Content starts

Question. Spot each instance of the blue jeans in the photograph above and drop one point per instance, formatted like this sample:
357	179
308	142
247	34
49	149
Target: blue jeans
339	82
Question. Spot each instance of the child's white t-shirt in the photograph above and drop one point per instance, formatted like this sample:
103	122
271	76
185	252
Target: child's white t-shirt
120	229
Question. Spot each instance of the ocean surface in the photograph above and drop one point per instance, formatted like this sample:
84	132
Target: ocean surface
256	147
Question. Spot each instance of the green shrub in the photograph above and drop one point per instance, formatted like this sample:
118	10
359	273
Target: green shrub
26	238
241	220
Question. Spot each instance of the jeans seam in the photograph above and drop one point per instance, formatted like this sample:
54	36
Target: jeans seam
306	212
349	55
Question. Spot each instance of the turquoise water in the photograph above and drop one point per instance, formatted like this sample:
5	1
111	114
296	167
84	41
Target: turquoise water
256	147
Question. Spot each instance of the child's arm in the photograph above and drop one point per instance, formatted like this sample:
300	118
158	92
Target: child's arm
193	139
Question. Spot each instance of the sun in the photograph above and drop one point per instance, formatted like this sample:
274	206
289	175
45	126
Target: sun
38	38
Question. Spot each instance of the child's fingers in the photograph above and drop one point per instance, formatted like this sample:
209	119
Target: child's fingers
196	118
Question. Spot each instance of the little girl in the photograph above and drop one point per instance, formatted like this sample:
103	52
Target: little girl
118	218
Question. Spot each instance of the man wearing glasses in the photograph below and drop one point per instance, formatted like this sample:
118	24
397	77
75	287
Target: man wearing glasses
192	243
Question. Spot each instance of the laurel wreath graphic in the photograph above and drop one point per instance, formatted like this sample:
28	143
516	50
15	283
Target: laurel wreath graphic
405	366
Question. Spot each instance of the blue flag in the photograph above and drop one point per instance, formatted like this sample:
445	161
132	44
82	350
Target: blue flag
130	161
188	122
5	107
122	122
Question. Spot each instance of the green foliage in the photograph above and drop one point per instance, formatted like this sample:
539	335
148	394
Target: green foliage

Content ends

▸ **Task statement**
Only the final stretch of the entries above is needed: print exactly the lines from the line containing "Question. Spot each instance of the turquoise" through the last one.

▸ **Solution to this task**
Question. Spot each instance of the turquoise water in the photograph above and drop one point per instance, formatted like this sample:
5	1
111	114
296	167
84	41
Target: turquoise water
256	147
Question. Spot each instance of the child's arm in the photograph above and drop one point per instance, formatted like this sample:
300	118
158	92
Target: child's arm
193	139
Question. Spot each instance of the sun in the photograph above and drop one point per instance, formatted like this sample:
274	206
289	175
45	126
Target: sun
38	38
Question. Spot each instance of the child's fingers in the photograph above and drop one point per instance, formatted like this sample:
209	119
Target: child's fingers
196	118
Question. Spot each instance of the little girl in the photograph above and drop one point per instance, formatted like this sample:
103	52
Target: little girl
118	218
Question. Spot each instance of the man wearing glasses in the photograph below and drop one point per instance, formatted like this sample:
118	24
397	77
75	287
Target: man wearing glasses
192	243
Question. Spot each instance of the laurel wreath graphic in the photograph above and drop one point per instance, formatted like this sample:
28	143
516	50
15	283
Target: laurel wreath graphic
405	366
Question. Spot each instance of the blue flag in the photograph above and drop one point per instance, formatted like this sample:
445	161
132	44
82	350
Target: blue flag
130	161
188	122
5	107
122	122
Question. Spot each instance of the green foliage in the photograph above and drop one point per instance, formatted like this sample:
539	335
148	394
Target: green foliage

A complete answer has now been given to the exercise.